**Directives:**
A - In the passage on communication theory and machine learning, what does the text give as the reason for the success of machine learning? Answer in one to three sentences.
B - Rewrite the paragraph of the passage on communication theory and machine learning that begins "From an epistemological point of view" as a bulleted list, keeping its main facts.
C - Summarize the passage on communication theory and machine learning in two sentences.

[…] Significant progress in the analysis and design of communication systems has been rendered possible by the milestone work of C. Shannon that provided a methodological plant to attack the challenge of reliably transmitting information through a given communication mean. Shannon’s mathematical approach suggests to represent the system as a chain of blocks mathematically modeled, namely, the transmitter, the channel, and the receiver. […] Three generations of scientists and engineers grew up with this mathematical mind set which provided tools to acquire domain knowledge and use it to build a model for each block so that the overall behavior becomes known. Such a framework intrinsically has the advantage that each block can be individually studied and optimized. We would refer to this approach as physical and bottom-up.
From an epistemological point of view, the mathematical theory of communications is based on knowledge coming from a priori justifications and relying on intuitions and the nature of these intuitions, which is intrinsically what mathematics does. On the contrary, a posteriori knowledge is created by what is known from experience, therefore generated afterwards with an empirical and top-down approach. The immense contributions of I. Kant with his philosophy of transcendental aesthetics and logic, made a step further into the understanding and the definition of knowledge: knowledge of the structure of time and space and their relationships, is a priory knowledge; knowledge acquired from observations is a posteriori knowledge; most of our knowledge comes from the process of learning and observing phenomena, and without a priori knowledge is impossible to reach the true knowledge. In this respect, the broad field of machine learning (ML) can be considered an implementation by humans of techniques in machines to acquire knowledge from a posteriori observations of realizations of natural phenomena. The origin of success of machine learning relies on its ability to derive relations among phenomena and potentially discover the hidden (latent) state of a system, i.e, potentially provide an intrinsic true knowledge of the system. System identification and model based design through the aid of machine learning constitute a first step to find undiscovered system properties via a mixed a priori – a posteriori learning approach, which, retrospectively, follows Kant’s philosophical plant.

**Data lines:**

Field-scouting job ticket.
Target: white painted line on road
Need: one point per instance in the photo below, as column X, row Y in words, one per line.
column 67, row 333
==
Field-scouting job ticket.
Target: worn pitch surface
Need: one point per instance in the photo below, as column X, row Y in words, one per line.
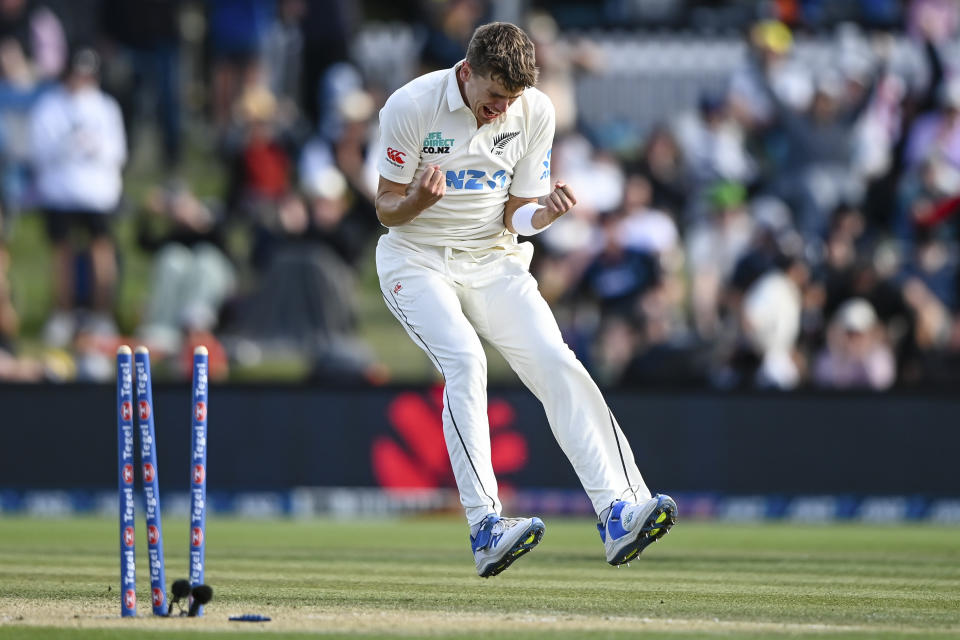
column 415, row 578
--
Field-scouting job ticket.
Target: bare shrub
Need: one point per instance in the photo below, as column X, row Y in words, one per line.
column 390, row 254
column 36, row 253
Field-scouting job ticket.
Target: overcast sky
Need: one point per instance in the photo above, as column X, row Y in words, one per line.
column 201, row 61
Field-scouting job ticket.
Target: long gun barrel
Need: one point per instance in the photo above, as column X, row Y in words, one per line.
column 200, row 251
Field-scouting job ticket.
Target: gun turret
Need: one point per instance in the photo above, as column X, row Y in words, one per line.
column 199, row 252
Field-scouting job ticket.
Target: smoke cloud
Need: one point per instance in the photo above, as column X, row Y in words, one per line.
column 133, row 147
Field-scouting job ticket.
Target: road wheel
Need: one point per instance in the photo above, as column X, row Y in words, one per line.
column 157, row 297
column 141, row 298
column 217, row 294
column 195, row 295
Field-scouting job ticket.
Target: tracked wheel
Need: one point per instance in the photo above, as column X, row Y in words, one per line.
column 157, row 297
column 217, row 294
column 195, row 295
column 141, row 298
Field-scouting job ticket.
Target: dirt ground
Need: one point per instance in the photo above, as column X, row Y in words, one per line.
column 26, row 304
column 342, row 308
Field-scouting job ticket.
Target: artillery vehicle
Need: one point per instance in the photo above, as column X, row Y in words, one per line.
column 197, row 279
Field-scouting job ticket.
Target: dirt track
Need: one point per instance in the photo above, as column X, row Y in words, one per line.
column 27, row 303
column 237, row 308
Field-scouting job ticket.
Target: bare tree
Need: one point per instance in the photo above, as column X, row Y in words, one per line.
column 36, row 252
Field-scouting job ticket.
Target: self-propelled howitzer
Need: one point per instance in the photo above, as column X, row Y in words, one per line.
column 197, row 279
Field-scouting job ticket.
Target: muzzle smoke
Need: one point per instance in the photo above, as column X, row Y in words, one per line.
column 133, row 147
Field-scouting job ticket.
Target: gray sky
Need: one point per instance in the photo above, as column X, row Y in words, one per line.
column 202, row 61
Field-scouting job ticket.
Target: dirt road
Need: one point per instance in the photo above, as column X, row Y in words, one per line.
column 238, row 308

**Solutions by task:**
A - Machine learning succeeds because it can derive relations among phenomena and potentially discover the hidden (latent) state of a system. In that way it can potentially provide an intrinsic true knowledge of the system.

B -
- The mathematical theory of communications rests on a priori knowledge, which comes from justifications and intuitions, as mathematics intrinsically does.
- A posteriori knowledge comes from experience and is generated afterwards through an empirical, top-down approach.
- Kant's philosophy of transcendental aesthetics and logic advanced the definition of knowledge:
  - Knowledge of the structure of time and space and their relationships is a priori.
  - Knowledge acquired from observations is a posteriori.
  - Most knowledge comes from learning and observing phenomena, but true knowledge cannot be reached without a priori knowledge.
- Machine learning can be seen as a human implementation of techniques that let machines acquire knowledge from a posteriori observations of natural phenomena.
- Its success comes from deriving relations among phenomena and potentially discovering a system's hidden (latent) state.
- System identification and model-based design aided by machine learning are a first step toward finding undiscovered system properties through a mixed a priori–a posteriori approach that follows Kant's philosophical plan.

C - Shannon's work represents a communication system as a chain of mathematically modeled blocks (transmitter, channel, and receiver), a physical, bottom-up approach based on a priori knowledge in which each block can be studied and optimized individually. Machine learning, by contrast, acquires a posteriori knowledge from observations of natural phenomena, and combining it with model-based design gives a mixed a priori–a posteriori approach that follows Kant's philosophical plan.